>>>

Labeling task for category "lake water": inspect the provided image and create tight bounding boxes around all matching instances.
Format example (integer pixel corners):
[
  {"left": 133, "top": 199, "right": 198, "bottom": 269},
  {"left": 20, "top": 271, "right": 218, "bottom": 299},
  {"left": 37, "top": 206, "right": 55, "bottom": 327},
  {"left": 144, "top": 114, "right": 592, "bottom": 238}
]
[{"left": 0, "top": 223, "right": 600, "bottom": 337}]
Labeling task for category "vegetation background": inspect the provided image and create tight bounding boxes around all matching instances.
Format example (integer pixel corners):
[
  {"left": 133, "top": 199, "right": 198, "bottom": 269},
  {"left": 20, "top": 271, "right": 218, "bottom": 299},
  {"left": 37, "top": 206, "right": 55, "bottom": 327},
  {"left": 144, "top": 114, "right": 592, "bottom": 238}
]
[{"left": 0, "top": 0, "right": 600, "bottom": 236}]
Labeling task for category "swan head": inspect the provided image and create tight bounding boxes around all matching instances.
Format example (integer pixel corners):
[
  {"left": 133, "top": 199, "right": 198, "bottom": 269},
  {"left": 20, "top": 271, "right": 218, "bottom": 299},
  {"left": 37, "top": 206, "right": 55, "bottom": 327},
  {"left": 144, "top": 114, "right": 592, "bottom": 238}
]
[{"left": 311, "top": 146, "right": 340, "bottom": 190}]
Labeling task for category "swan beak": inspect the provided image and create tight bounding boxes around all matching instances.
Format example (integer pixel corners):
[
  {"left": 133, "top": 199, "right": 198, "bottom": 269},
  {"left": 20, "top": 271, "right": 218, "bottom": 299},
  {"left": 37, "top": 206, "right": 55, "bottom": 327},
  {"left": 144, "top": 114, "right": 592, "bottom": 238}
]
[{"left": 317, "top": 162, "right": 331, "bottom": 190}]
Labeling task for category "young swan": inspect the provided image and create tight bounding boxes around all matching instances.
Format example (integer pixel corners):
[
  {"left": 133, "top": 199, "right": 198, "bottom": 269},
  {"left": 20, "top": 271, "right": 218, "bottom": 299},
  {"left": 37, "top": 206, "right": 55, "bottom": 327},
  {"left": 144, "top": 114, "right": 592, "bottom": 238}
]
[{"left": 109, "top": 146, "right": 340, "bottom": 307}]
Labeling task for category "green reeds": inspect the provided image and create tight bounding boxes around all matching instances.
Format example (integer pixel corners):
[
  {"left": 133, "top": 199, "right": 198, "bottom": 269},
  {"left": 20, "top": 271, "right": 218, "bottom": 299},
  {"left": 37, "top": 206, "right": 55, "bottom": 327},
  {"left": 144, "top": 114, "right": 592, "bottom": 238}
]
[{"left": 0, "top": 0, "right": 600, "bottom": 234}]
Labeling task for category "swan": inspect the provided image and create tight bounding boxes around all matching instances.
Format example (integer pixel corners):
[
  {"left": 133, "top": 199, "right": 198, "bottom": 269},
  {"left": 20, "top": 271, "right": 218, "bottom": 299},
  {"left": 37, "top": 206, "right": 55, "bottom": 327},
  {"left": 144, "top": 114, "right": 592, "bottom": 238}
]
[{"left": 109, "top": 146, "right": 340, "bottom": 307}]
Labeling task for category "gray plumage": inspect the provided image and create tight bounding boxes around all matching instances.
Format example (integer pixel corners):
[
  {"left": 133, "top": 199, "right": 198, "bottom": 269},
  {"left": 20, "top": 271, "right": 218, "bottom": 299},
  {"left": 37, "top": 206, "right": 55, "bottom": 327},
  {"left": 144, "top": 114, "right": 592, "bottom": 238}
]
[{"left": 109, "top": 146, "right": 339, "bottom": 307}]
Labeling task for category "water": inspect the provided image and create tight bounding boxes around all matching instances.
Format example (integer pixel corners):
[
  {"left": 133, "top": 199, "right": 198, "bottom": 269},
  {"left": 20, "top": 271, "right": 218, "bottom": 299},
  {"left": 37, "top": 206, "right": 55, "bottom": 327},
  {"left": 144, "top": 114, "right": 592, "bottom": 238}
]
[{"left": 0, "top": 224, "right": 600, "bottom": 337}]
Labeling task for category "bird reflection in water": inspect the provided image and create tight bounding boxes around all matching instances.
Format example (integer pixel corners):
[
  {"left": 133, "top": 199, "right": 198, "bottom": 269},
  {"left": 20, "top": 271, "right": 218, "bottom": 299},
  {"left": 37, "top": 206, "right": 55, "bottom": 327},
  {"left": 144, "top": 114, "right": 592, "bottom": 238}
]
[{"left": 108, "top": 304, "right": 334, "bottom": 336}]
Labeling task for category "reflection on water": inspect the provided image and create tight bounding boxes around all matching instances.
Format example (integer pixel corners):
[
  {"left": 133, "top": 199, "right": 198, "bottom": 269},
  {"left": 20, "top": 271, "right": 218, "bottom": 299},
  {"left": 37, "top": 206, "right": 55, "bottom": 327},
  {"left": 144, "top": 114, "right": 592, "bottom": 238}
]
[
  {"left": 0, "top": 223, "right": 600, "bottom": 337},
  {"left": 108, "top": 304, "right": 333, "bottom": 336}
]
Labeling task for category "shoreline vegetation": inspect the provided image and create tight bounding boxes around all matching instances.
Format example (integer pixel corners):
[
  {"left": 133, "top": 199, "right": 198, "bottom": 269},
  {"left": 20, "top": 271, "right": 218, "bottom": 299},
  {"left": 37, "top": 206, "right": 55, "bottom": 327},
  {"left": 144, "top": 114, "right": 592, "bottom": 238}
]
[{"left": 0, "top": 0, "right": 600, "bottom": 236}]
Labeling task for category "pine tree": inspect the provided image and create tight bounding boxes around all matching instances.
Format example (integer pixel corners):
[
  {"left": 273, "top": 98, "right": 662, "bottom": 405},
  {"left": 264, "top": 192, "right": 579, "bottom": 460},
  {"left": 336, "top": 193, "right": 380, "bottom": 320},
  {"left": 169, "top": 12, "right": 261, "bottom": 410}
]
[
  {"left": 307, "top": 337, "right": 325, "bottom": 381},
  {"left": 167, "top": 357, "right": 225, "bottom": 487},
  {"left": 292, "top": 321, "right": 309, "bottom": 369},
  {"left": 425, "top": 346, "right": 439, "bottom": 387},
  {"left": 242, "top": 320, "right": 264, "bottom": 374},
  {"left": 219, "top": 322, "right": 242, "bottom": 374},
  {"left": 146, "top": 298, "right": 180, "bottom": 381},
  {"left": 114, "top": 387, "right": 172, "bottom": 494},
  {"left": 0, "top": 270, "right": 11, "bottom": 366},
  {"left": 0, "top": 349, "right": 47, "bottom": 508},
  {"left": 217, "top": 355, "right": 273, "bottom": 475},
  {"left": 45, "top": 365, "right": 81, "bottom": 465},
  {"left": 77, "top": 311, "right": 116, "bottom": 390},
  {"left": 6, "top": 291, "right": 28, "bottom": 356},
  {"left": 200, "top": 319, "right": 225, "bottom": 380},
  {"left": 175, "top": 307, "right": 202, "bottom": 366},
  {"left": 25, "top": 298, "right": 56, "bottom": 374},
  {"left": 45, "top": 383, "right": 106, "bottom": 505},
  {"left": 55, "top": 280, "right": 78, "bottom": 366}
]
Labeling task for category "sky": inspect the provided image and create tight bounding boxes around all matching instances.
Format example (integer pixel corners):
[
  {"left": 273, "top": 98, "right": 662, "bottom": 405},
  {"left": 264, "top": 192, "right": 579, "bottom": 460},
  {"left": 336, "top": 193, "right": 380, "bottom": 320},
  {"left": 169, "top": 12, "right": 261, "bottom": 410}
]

<<<

> _Goal of the exercise_
Gather every line of the material above that contains the word "reflection" and copy each of those lines in full.

> _Response_
Labeling task for category "bird reflection in water": inspect the provided image and create tight bounding boxes around all matching instances.
Labeling task for category "reflection on water": inspect the provided image and create tight bounding boxes around all matching instances.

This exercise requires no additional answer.